# [Task objective]
Repeat every line of the data exactly, but not the pictures.

═════ Entries supplied

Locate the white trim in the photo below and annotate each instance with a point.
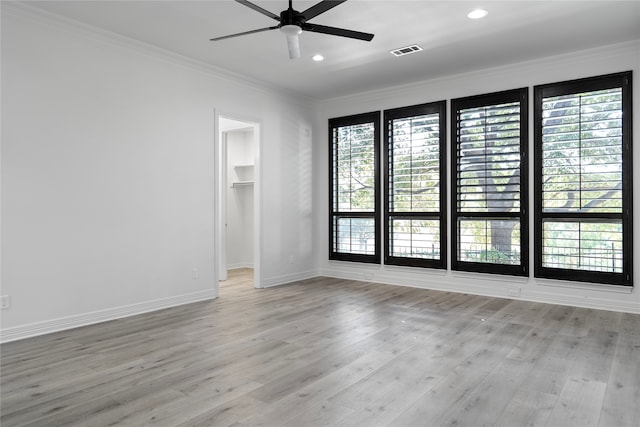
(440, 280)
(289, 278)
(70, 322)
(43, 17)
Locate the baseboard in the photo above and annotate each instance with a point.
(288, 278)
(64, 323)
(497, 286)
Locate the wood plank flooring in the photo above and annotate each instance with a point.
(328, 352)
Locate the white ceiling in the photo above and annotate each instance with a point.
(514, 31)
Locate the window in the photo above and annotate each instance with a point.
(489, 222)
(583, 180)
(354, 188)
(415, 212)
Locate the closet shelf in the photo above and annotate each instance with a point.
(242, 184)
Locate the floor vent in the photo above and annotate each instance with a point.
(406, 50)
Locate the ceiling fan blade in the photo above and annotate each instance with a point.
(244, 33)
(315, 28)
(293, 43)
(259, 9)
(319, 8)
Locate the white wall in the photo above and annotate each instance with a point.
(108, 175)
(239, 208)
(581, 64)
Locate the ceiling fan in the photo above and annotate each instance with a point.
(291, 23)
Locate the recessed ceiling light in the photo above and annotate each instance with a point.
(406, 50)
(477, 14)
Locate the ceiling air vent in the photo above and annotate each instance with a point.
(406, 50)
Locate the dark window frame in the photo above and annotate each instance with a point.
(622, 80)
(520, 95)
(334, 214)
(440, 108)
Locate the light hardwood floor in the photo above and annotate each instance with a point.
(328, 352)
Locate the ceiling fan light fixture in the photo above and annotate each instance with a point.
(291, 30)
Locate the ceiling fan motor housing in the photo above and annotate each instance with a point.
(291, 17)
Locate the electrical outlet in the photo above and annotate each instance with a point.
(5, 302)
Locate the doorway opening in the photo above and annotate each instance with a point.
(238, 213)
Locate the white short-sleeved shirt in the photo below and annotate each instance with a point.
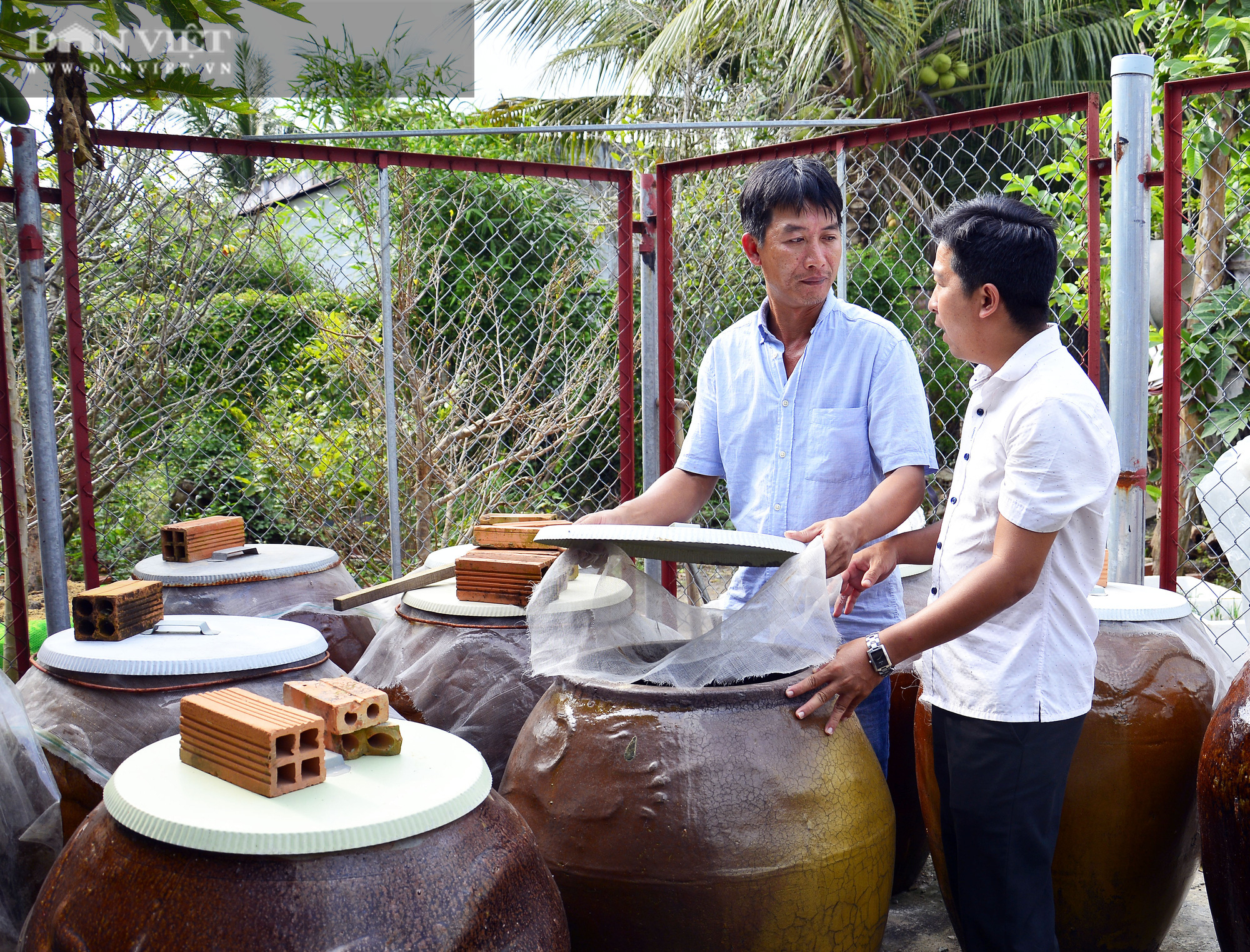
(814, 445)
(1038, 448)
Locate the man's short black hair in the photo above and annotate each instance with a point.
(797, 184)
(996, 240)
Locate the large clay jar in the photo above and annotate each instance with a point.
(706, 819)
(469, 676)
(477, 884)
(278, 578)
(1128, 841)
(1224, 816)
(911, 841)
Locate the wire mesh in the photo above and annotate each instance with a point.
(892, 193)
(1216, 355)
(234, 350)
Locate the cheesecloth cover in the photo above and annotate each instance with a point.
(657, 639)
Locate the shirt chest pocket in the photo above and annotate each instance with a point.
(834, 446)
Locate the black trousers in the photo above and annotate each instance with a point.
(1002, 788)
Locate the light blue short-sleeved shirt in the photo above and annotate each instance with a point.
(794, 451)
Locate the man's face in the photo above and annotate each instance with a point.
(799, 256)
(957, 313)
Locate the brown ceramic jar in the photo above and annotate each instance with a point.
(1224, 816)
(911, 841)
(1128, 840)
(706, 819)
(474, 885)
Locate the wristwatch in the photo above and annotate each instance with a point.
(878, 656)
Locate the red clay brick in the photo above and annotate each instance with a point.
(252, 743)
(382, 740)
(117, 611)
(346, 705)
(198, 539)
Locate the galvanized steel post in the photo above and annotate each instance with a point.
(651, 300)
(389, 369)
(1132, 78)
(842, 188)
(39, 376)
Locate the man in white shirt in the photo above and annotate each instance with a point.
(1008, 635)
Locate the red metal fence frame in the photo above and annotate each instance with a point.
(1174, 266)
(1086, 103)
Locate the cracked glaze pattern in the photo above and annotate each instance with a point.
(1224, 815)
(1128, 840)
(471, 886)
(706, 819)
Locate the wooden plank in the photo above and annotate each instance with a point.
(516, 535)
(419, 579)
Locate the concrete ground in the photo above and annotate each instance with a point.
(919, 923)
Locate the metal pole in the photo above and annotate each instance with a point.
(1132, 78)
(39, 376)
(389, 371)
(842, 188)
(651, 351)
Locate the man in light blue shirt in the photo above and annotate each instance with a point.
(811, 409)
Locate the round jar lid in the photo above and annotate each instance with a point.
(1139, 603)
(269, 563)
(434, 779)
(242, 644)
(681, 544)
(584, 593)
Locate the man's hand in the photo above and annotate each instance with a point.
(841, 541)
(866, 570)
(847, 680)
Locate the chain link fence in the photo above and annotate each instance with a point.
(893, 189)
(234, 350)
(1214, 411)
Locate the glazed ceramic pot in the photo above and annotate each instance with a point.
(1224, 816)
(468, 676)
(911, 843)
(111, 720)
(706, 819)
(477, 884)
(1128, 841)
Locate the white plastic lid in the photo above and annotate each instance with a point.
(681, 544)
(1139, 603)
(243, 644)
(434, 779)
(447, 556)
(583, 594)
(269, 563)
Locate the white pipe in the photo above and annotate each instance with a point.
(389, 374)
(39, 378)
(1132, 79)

══════════

# [Final answer]
Locate the white trim in the photo below and annotate each instance with a point.
(440, 280)
(289, 278)
(70, 322)
(43, 17)
Locate the baseboard in the photo above and annotate each instance with a point.
(288, 278)
(64, 323)
(497, 286)
Locate the wood plank flooring in the photo above and annotate each instance with a point.
(328, 352)
Locate the white ceiling in the photo above and annotate each instance with a point.
(514, 31)
Locate the window in the photo above and annotate each instance with a point.
(489, 222)
(583, 180)
(354, 188)
(415, 212)
Locate the closet shelf in the photo above and annotate each instance with a point.
(242, 184)
Locate the floor vent in the photo above and annotate each instance with a point.
(406, 50)
Locate the ceiling fan blade in the photo above and annotate each instance with a point.
(244, 33)
(315, 28)
(293, 43)
(259, 9)
(319, 8)
Locate the white wall in the photo above and annotate each instance with a point.
(108, 175)
(239, 208)
(581, 64)
Locate the ceiling fan in the photo above and annotate each instance with a point.
(291, 23)
Locate the recessed ceiling light in the photo above and annotate each instance with a point.
(406, 50)
(477, 14)
Locate the ceiling air vent in the photo above and annotate each instance with a point.
(406, 50)
Locate the dark window frame in the photo above and annotate each instance with a point.
(622, 80)
(520, 95)
(334, 214)
(440, 108)
Locate the light hardwood floor in the photo above and annotate each instance with a point.
(328, 352)
Locate the ceiling fan light fixture in the photo above and annotate each instance with a point.
(291, 30)
Locate the ceiling fan motor housing in the photo above and annotate each instance with a point.
(291, 17)
Locate the electrical outlet in the photo above and annotate each instance with a point.
(5, 302)
Locate the doorway opening in the photo above and annotate each instance with a point.
(238, 213)
Locate the white short-sleeved shirt in the photo below and annotate each instance with a point.
(814, 445)
(1038, 448)
Locate the man's short black hair in the photo above and annotate each instance with a point.
(797, 184)
(996, 240)
Locate the large clay jar in the photo above and annotate each instance with a point.
(706, 819)
(469, 676)
(477, 884)
(278, 578)
(1128, 841)
(1224, 816)
(911, 841)
Locate the wire mesh in the photo above and annotate each instance with a point.
(892, 193)
(1216, 355)
(234, 350)
Locate the cheesecloth cover in the photo above and annotate each instance with a point.
(657, 639)
Locate the shirt chest pocket in the photo above and annotate each instance with a point.
(834, 446)
Locate the black trousers in the photo above and annotate each instance with a point.
(1002, 788)
Locate the light blue short-sleeved shirt in the photo above and annotate each instance with a point.
(794, 451)
Locate the man's face in the photo above and annotate each instance with a point.
(799, 256)
(957, 313)
Locate the brown ceramic jar in the photo above and annotate each instance with a point.
(1224, 816)
(911, 841)
(1128, 840)
(706, 819)
(474, 885)
Locate the wristwatch in the photo above and annotate each instance with a point.
(878, 656)
Locate the red clay brick in the photo above and annotate each instance with a point.
(252, 743)
(382, 740)
(117, 611)
(346, 705)
(198, 539)
Locate the galvanized steel post in the photo above and annotate each instance with a point.
(651, 300)
(389, 369)
(1132, 78)
(842, 188)
(39, 376)
Locate the man in white shirt in the photo above and annotate each instance with a point.
(1008, 635)
Locate the red metal fence frame in the photo above and annotate each instance with a point.
(1174, 266)
(1086, 103)
Locate the cracked glaze pattern in the photo above and annotate each instance with a point.
(1224, 815)
(1128, 840)
(471, 886)
(706, 819)
Locate the wooden plank in the photo above and annotate each instance with a point.
(516, 535)
(419, 579)
Locate the concrete ground in the photo above and annotate each instance with a point.
(919, 923)
Locate the metal pole in the photo above and annotate each instance with a point.
(1132, 78)
(39, 376)
(389, 371)
(842, 188)
(651, 351)
Locate the man in light blue shirt in the photo above and annotate each instance with a point.
(811, 409)
Locate the round jar lid in the photo above and annotate each instance with a point.
(1139, 603)
(269, 563)
(434, 779)
(242, 644)
(681, 544)
(584, 593)
Locate the man's hand in the photo above and annotate each instance with a point.
(841, 541)
(866, 570)
(847, 680)
Locate the chain link fence in the photo above and annotate each instance with a point.
(893, 189)
(234, 350)
(1214, 411)
Locate the glazed ceramic pot in the photo above and annotate each instance with a point.
(1224, 816)
(468, 676)
(911, 843)
(111, 720)
(706, 819)
(477, 884)
(1128, 841)
Locate the white plastic lid in the photo above and annotate each instance with a point.
(681, 544)
(1139, 603)
(243, 644)
(434, 779)
(447, 556)
(583, 594)
(269, 563)
Locate the white pipe in the photo above and annotate each instance with a point.
(389, 374)
(39, 378)
(1132, 79)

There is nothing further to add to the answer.